--- Supplied material ---
○ ○ ○ ○
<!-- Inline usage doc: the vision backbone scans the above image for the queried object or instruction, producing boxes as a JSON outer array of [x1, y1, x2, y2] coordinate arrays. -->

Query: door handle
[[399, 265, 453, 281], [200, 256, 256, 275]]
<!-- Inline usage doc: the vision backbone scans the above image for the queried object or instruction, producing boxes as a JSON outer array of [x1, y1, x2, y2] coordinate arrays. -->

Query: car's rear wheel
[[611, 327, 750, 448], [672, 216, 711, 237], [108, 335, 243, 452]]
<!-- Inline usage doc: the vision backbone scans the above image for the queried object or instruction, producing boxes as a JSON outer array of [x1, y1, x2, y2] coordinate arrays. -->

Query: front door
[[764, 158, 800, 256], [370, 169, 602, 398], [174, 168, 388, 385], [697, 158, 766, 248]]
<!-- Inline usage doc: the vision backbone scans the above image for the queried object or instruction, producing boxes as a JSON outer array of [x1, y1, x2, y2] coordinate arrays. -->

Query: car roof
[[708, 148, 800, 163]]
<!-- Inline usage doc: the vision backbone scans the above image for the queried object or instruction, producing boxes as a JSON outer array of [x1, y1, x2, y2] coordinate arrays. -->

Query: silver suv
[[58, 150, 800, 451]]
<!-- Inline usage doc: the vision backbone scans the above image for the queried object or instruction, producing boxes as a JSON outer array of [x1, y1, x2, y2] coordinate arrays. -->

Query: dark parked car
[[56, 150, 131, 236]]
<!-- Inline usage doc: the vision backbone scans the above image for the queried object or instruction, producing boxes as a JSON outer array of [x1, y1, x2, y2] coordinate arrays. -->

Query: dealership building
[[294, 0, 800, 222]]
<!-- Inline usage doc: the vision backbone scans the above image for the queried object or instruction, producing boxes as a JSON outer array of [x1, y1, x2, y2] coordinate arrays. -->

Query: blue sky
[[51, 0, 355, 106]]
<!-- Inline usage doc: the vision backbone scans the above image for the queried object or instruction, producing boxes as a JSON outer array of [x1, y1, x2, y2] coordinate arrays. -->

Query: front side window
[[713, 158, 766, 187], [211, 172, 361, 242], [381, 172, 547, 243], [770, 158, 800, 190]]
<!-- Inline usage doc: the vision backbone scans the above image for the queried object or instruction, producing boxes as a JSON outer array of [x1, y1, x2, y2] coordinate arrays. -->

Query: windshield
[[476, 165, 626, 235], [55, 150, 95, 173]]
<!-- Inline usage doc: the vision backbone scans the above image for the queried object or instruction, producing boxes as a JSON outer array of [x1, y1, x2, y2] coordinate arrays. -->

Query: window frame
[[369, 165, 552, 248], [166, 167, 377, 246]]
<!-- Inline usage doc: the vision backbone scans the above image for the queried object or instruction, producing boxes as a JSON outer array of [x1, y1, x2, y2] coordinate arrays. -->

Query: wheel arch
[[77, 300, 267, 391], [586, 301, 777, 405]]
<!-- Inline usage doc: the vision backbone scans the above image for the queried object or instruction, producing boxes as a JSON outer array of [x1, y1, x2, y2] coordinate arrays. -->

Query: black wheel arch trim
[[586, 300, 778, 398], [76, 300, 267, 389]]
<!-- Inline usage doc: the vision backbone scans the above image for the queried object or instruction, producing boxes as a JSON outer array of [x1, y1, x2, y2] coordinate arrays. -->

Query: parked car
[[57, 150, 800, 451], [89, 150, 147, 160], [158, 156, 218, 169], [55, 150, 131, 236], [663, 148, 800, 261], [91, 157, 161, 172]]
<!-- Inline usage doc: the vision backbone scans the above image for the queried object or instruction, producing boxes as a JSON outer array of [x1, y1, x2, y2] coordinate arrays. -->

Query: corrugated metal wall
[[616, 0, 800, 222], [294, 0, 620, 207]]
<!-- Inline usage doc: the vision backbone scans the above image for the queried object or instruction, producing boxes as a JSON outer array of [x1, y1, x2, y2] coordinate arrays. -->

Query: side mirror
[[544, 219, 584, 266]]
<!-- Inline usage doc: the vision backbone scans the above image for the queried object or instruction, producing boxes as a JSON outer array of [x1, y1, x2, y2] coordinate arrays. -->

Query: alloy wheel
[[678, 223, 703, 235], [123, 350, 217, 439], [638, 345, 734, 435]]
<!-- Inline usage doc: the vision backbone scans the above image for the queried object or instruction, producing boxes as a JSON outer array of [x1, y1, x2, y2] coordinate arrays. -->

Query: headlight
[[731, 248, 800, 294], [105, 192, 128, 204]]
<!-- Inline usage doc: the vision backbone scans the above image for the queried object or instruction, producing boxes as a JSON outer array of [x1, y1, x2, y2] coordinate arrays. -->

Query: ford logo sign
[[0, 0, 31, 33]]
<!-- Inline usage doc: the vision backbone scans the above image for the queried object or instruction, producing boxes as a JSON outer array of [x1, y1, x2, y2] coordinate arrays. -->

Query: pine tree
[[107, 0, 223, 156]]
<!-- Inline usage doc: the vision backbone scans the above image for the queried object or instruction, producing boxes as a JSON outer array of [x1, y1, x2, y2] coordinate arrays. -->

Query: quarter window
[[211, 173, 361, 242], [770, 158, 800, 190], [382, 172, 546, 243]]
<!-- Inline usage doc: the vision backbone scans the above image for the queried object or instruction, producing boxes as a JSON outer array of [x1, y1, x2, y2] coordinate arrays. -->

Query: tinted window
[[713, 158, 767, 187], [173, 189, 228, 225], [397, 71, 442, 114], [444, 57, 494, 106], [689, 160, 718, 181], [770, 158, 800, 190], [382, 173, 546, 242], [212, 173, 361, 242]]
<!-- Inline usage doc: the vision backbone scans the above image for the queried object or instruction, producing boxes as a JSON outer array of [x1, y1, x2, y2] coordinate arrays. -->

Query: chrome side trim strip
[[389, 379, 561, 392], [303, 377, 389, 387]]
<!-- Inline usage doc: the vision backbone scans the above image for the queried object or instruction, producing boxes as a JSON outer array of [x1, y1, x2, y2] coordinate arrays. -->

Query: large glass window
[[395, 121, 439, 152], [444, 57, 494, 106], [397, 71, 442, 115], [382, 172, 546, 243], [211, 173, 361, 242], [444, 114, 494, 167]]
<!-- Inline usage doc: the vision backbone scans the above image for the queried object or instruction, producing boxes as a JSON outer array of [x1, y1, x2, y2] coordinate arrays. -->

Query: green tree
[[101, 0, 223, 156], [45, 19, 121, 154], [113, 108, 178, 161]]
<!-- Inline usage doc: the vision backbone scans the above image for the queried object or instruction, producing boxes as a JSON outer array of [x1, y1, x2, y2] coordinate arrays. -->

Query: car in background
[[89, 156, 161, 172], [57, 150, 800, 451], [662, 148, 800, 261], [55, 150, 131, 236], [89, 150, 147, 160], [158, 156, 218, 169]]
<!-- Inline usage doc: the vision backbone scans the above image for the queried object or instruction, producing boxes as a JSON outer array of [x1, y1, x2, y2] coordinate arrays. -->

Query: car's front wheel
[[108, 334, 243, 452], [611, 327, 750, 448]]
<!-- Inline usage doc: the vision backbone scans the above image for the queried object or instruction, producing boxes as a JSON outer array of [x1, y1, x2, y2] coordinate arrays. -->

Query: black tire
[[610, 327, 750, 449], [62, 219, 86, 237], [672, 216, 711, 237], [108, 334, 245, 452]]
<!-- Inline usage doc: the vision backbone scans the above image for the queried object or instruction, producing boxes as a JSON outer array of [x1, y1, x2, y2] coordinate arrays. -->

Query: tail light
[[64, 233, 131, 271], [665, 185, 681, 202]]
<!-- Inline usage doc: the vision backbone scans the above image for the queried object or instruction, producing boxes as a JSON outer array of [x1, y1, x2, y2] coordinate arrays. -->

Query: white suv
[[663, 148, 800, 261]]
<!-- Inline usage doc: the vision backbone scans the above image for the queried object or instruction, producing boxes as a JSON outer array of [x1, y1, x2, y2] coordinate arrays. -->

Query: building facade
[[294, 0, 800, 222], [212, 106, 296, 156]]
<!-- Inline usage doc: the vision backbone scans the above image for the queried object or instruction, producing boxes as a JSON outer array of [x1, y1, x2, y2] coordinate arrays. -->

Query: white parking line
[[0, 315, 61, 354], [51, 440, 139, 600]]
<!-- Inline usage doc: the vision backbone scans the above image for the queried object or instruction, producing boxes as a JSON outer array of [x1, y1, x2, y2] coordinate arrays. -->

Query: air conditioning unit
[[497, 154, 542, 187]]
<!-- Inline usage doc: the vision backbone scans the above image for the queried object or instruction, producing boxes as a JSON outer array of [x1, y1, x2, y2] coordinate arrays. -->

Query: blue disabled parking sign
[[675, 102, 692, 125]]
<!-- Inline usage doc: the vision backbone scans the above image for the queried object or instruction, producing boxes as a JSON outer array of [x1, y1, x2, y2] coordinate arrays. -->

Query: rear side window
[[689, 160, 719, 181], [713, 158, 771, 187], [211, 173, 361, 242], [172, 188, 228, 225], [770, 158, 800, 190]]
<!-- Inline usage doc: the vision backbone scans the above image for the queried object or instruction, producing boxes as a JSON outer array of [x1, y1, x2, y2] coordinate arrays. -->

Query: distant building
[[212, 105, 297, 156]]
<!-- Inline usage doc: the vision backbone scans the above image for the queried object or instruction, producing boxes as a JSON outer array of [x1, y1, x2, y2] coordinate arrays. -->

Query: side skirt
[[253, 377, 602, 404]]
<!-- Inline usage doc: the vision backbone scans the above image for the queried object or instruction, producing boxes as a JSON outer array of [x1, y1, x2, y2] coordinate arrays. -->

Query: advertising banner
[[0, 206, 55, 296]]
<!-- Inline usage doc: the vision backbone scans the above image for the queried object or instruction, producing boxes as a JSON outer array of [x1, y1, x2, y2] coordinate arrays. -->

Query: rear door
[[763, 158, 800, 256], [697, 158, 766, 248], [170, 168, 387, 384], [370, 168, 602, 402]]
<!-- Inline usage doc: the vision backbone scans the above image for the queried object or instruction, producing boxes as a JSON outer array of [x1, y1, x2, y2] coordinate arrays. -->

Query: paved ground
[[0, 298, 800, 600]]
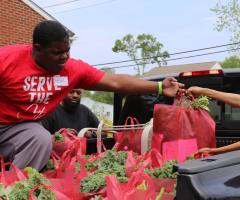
○ ○ ○ ○
--- What is asked ---
Update the material from its first line through the line with "[[294, 0, 800, 222]]", changing "silver suv" to "gray suv" and leaving everything else the same.

--- Result of the task ---
<!-- Inline usage doc: the vision backbone scans the above image for the queried object or instruction, producing boxes as a JSON outer array of [x1, y1, x2, y2] coordinate arrays. -->

Query: door handle
[[399, 265, 453, 281], [200, 256, 256, 275]]
<!-- Inline usage doc: the vision backbone scans the above image for the queried object or instruction, producing boxes as a JSON outer array of [x1, y1, x2, y2] coordinate arrays. -->

Query: car's rear wheel
[[611, 327, 750, 448], [672, 216, 711, 237], [108, 335, 243, 452]]
<!-- Inline usage doc: the vision backbone scans the above image for the queried object or instruction, producing boxes as a JSON outer array of [x1, y1, x2, y2] coordinate arrays. -->

Query: front door
[[764, 158, 800, 256], [370, 169, 602, 398], [174, 168, 388, 385], [697, 158, 766, 248]]
<!-- Inline usage doc: the vision backbone scans the above image for the queried object or instruction, producing boxes as a JSON outer array of [x1, y1, x2, y2] coordinate arrays. -->

Query: car roof
[[708, 148, 800, 163]]
<!-- Inline usage doc: the vision backbone scans the above image for the queried object or instruction, producing boxes as a JSON outer array of [x1, y1, x2, y2] coordinate arrays. -->

Query: gray suv
[[58, 150, 800, 451]]
<!-- Inline usage doc: the vision backbone scans the above image for the queried object or instruction, producing boxes as a JSON outer array of [x1, y1, x2, y2] coordinate arrays. -->

Query: dark parked car
[[56, 150, 131, 236]]
<!-- Inline usage doc: the vision backbone scans the above image for the queried object or instruction, producing boxes as a JSON outer array of [x1, y1, x2, y2] coordinate arrays. -->

Query: dealership building
[[294, 0, 800, 222]]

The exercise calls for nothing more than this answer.